Dave Trott
Sep 08, 2015

A view from Dave Trott: People don't miss what they never had

"Life, Liberty, and the pursuit of Happiness" is one of the most famous phrases in the English language

A view from Dave Trott: People don't miss what they never had
It comes from the US Declaration of Independence: "We hold these truths to be self-evident, that all men are created equal, that they are endowed by their Creator with certain unalienable rights, that among these are Life, Liberty, and the pursuit of Happiness."
 
Everyone assumes it was written by Thomas Jefferson.
 
In fact, Thomas Jefferson borrowed the phrase from the British philosopher John Locke.
 
And Benjamin Franklin altered the borrowed phrase.
 
The original phrase was: "Life, Liberty, and Property."
 
Two hundred years before Karl Marx, Locke saw property as stored labour.
 
A piece of wood or metal had no value until someone’s labour had formed it into something useful.
 
So property was a man’s labour, and he was entitled to keep it.
 
And the state should protect that right.
 
Jefferson, some years after Locke, was influenced by him.
 
Like Locke, he was a Liberal thinker.
 
So Jefferson included Locke’s phrase "Life, Liberty, and Property" in the original Declaration of Independence.
 
But Franklin was more pragmatic than Jefferson.
 
He saw that, after independence, they would need a government, a bureaucracy, a police force, an army, an entire infrastructure.
 
Someone would have to pay for all that.
 
They would need taxes.
 
Which meant the government would have to regularly take a slice of "property" from all the citizens.
 
So they could hardly have "property" enshrined as an "unalienable right".
 
And "Property" was replaced with the more ambiguous "pursuit of Happiness".

### Short problem 1
Write out the part of the Declaration of Independence piece without any change, starting with "In fact, Thomas" and stopping after "protect that right.".

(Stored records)
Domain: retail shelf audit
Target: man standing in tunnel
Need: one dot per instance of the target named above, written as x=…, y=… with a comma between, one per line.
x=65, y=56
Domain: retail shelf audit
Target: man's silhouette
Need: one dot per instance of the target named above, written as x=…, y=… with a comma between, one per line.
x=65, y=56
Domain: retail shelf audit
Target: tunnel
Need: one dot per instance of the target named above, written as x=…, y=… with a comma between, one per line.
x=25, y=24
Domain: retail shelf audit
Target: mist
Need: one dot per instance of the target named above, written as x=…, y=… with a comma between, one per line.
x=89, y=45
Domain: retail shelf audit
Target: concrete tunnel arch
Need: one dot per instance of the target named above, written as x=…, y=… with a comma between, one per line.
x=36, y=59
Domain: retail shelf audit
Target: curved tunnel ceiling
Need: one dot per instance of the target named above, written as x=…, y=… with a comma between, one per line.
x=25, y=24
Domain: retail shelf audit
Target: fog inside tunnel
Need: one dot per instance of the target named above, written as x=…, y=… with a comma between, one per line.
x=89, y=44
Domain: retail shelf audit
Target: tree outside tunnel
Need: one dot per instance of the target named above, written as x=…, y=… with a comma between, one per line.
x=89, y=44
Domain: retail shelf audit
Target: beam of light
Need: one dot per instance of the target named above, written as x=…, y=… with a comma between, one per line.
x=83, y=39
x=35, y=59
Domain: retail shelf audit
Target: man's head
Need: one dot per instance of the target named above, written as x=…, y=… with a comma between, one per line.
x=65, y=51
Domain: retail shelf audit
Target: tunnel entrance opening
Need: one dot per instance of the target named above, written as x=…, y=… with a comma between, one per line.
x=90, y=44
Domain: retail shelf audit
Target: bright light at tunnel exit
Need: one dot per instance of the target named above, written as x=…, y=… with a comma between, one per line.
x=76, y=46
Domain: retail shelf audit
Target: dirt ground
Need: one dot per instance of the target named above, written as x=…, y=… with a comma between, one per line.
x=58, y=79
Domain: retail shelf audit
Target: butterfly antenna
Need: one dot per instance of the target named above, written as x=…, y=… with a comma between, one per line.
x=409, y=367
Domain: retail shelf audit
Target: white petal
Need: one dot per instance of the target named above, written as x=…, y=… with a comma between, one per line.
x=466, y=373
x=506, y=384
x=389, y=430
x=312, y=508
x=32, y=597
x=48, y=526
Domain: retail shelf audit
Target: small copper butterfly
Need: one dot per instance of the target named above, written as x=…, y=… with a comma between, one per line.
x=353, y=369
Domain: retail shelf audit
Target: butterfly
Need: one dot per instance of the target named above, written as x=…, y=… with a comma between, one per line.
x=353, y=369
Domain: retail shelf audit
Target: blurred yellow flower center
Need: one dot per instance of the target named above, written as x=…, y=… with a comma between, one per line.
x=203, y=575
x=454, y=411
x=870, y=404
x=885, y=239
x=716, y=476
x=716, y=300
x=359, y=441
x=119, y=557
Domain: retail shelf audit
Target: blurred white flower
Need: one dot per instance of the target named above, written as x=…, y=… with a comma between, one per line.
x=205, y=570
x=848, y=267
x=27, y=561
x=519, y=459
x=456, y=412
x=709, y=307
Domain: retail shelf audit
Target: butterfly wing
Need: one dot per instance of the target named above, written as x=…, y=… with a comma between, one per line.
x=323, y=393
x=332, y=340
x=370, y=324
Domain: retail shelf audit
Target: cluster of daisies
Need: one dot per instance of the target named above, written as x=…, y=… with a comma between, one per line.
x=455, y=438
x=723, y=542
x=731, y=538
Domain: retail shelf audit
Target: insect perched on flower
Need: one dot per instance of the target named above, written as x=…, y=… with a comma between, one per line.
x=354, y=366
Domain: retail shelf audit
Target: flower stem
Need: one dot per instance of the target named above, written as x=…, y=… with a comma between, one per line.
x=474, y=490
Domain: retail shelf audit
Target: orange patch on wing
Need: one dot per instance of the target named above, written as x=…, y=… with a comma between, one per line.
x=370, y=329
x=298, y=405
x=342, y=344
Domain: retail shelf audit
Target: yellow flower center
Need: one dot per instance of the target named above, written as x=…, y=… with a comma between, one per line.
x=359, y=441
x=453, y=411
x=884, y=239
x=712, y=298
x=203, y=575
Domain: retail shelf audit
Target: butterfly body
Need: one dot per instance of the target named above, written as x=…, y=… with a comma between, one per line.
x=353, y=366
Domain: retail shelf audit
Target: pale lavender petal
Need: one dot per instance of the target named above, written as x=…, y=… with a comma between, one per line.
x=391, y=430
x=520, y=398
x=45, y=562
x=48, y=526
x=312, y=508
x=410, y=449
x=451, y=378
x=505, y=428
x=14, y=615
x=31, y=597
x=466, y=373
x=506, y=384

### Short problem 2
Count the lines of the listing above that contain the string "butterfly", with case mattering, and reply with the number alone.

### Answer 1
In fact, Thomas Jefferson borrowed the phrase from the British philosopher John Locke.
 
And Benjamin Franklin altered the borrowed phrase.
 
The original phrase was: "Life, Liberty, and Property."
 
Two hundred years before Karl Marx, Locke saw property as stored labour.
 
A piece of wood or metal had no value until someone’s labour had formed it into something useful.
 
So property was a man’s labour, and he was entitled to keep it.
 
And the state should protect that right.

### Answer 2
5